• [Work to complete] Retype exactly the lines from the line with "The component shall locate the blue" to the end of the data, keeping both boundary lines.

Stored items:

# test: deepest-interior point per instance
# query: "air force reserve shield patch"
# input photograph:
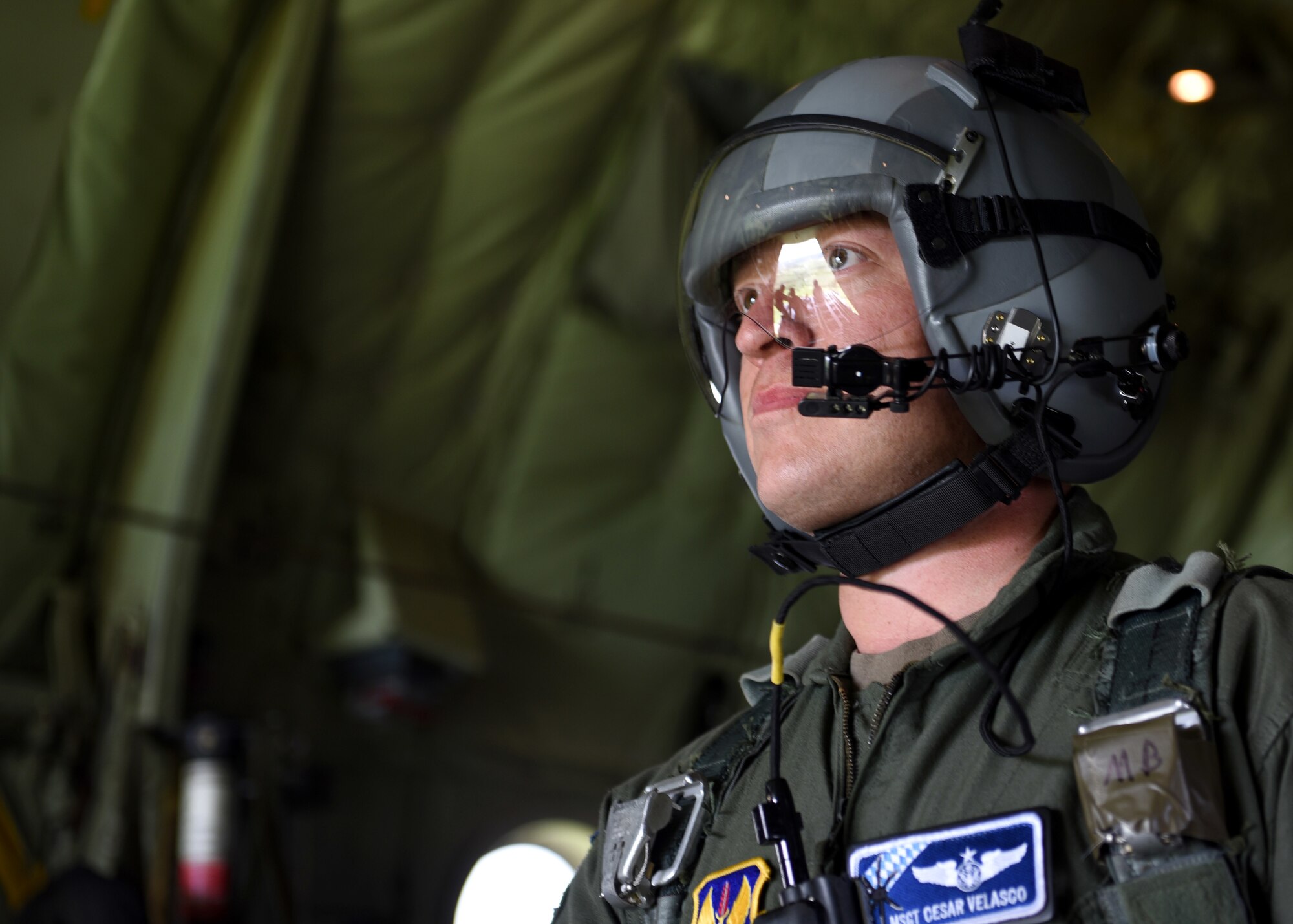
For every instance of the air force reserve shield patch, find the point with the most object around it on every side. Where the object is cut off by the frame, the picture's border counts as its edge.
(731, 896)
(974, 872)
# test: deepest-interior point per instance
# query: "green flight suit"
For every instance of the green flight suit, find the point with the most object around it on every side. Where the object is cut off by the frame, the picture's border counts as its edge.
(908, 755)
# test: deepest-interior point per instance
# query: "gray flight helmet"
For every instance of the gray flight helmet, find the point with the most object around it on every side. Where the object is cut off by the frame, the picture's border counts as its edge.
(899, 125)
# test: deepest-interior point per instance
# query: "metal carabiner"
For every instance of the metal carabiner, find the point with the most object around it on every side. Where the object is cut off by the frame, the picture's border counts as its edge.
(629, 874)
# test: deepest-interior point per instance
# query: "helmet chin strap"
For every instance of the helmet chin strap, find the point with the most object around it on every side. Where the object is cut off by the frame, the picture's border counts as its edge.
(921, 515)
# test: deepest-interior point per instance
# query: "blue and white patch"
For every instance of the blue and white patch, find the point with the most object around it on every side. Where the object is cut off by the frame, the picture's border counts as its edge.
(976, 872)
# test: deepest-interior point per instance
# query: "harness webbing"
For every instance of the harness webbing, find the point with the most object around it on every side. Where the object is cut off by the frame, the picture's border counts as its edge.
(1154, 646)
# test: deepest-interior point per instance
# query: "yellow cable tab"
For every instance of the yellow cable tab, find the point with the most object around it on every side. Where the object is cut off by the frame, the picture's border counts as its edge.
(779, 629)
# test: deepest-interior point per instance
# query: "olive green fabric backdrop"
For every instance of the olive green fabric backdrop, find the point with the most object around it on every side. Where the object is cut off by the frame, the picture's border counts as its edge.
(467, 324)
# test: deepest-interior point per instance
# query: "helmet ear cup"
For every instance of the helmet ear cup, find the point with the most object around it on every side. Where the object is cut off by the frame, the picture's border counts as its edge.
(1105, 283)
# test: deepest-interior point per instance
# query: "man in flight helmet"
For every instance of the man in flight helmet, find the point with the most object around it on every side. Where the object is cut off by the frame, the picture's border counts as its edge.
(924, 305)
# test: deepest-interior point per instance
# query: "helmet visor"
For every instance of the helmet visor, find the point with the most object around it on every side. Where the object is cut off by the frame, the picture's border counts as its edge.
(815, 288)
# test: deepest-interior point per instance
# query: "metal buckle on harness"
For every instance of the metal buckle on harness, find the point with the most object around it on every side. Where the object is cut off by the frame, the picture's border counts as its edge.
(629, 872)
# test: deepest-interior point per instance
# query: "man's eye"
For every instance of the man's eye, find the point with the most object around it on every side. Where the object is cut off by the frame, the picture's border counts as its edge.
(844, 258)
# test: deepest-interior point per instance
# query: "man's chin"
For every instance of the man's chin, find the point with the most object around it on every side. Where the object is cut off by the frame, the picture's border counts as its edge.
(804, 514)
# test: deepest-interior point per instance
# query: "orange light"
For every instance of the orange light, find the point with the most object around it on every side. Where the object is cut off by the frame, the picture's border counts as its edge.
(1191, 86)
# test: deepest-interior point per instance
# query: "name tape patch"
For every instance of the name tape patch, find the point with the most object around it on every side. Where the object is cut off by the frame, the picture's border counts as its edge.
(974, 872)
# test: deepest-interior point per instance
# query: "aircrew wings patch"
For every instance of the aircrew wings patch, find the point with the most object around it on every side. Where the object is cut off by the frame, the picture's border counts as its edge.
(731, 896)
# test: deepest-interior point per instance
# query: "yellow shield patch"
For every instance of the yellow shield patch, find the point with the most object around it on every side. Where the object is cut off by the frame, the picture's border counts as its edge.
(731, 896)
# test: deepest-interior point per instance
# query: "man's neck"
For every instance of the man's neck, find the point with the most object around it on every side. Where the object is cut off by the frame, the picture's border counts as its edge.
(959, 575)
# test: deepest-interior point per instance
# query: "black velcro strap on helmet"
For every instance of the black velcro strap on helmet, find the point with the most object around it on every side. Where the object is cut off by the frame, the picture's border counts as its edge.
(948, 227)
(937, 508)
(1021, 70)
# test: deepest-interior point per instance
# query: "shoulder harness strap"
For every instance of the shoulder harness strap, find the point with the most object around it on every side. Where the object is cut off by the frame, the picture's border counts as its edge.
(1162, 630)
(714, 766)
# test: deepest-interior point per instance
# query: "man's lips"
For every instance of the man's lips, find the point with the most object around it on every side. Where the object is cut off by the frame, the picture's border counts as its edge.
(775, 398)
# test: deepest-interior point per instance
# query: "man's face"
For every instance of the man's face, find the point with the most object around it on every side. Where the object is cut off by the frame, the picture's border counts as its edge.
(839, 284)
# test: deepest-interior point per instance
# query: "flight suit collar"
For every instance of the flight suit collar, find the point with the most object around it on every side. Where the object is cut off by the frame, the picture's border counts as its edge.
(1093, 544)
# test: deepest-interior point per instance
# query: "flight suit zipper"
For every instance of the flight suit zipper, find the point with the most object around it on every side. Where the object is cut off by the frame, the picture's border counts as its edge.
(886, 698)
(846, 720)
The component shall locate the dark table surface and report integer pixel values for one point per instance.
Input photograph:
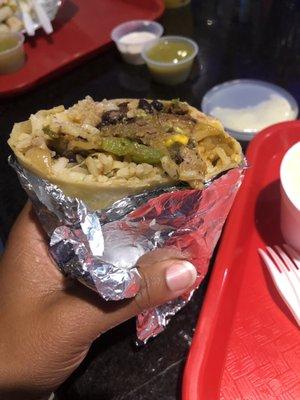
(237, 39)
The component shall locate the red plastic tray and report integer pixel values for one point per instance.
(247, 345)
(82, 29)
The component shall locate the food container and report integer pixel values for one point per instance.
(290, 196)
(246, 106)
(132, 36)
(12, 55)
(176, 3)
(177, 55)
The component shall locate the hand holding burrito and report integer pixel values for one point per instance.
(48, 322)
(113, 180)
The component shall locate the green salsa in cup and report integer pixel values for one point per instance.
(170, 59)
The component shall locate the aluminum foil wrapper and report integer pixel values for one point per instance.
(101, 249)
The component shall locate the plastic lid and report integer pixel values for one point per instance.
(246, 106)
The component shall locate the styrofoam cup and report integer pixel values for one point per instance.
(290, 196)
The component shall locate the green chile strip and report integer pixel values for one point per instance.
(139, 153)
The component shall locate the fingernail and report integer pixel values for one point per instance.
(181, 276)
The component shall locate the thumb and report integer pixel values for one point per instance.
(161, 282)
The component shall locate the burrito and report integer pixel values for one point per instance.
(103, 151)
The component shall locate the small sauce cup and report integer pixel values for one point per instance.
(178, 67)
(12, 55)
(176, 3)
(290, 196)
(137, 34)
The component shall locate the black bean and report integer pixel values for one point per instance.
(123, 107)
(70, 156)
(145, 105)
(157, 105)
(112, 117)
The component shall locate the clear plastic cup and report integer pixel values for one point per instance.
(176, 3)
(170, 73)
(13, 58)
(131, 46)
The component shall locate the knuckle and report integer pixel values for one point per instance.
(143, 299)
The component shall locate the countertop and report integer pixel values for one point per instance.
(237, 39)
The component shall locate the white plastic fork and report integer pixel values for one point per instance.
(284, 268)
(42, 16)
(26, 17)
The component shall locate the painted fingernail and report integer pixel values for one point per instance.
(181, 276)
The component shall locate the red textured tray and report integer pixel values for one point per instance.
(82, 29)
(247, 345)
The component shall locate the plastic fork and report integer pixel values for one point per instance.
(42, 16)
(284, 268)
(26, 17)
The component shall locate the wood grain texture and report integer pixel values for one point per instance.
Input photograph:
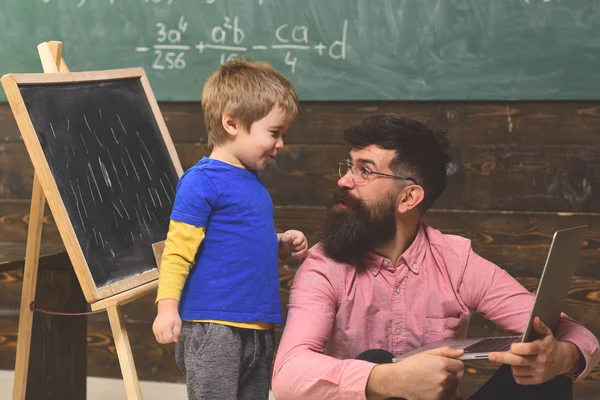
(550, 178)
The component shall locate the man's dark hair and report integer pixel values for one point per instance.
(421, 152)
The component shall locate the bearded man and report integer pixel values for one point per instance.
(382, 283)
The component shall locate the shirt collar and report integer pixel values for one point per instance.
(413, 256)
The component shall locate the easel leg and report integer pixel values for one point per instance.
(117, 325)
(32, 255)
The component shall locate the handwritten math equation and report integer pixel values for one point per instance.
(228, 40)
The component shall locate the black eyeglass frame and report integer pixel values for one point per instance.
(349, 168)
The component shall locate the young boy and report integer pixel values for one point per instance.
(218, 271)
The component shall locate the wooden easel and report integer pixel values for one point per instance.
(52, 61)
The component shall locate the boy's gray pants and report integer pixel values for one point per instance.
(222, 362)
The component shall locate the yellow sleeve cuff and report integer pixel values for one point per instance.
(181, 246)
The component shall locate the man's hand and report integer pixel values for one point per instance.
(541, 360)
(167, 324)
(430, 375)
(294, 242)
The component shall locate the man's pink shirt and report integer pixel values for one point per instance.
(337, 311)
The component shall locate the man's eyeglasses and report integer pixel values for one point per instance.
(361, 173)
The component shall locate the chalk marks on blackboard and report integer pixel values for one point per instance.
(101, 177)
(228, 39)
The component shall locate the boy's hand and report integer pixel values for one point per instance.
(167, 324)
(295, 242)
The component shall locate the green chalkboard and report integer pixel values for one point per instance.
(330, 49)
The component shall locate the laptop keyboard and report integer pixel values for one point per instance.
(493, 344)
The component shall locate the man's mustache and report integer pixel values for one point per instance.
(342, 195)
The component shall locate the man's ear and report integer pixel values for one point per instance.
(230, 124)
(410, 198)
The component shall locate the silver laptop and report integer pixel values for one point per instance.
(549, 300)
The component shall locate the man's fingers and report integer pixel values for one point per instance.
(540, 327)
(455, 365)
(525, 349)
(508, 358)
(522, 371)
(446, 352)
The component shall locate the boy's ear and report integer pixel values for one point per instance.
(230, 124)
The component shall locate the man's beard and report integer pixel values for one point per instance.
(350, 233)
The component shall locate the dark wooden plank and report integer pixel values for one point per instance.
(527, 123)
(14, 216)
(517, 241)
(549, 178)
(57, 364)
(518, 122)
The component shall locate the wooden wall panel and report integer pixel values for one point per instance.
(550, 178)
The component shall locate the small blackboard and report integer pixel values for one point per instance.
(108, 168)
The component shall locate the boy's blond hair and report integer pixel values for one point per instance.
(249, 91)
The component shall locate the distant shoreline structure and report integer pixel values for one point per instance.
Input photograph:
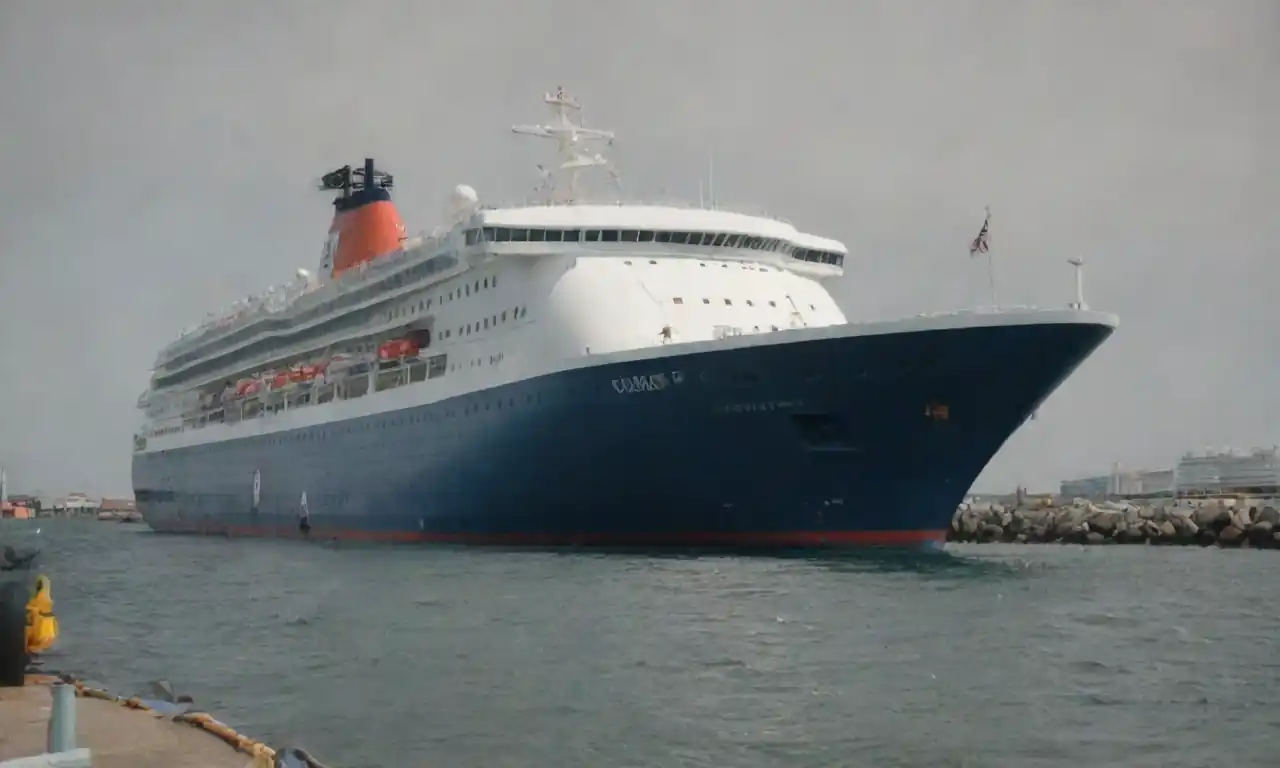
(1197, 475)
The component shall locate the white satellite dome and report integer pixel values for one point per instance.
(464, 201)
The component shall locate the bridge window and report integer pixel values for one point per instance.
(714, 240)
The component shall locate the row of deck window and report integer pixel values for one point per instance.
(713, 240)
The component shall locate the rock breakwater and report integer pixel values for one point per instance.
(1217, 522)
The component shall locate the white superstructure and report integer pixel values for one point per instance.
(502, 293)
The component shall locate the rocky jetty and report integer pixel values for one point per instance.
(1216, 522)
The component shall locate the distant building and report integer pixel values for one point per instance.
(1228, 471)
(1207, 474)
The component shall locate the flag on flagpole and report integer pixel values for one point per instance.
(982, 243)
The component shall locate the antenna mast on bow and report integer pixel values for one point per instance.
(561, 182)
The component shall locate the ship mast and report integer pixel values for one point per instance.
(561, 183)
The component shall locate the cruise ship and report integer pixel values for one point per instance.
(577, 373)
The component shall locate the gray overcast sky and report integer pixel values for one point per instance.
(159, 160)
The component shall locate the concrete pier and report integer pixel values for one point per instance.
(115, 736)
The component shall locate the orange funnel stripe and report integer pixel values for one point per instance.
(365, 232)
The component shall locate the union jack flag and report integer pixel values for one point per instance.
(982, 243)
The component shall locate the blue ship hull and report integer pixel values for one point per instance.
(836, 442)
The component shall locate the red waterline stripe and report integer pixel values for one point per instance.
(657, 539)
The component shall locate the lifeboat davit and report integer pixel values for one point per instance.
(397, 348)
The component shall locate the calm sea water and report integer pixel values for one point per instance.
(406, 656)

• [Answer to the problem]
The component shall locate the blue ship hull and report integer pixel values for one point per instance.
(836, 442)
The component shall locate the red waterline stripe and report integer pixel values for one point per instance.
(657, 539)
The component shall locate the lifeboat davit and report integer pixel values for one point per instance.
(397, 348)
The component shall locate the calm sea water and report integer pixel values for one point per instance.
(406, 656)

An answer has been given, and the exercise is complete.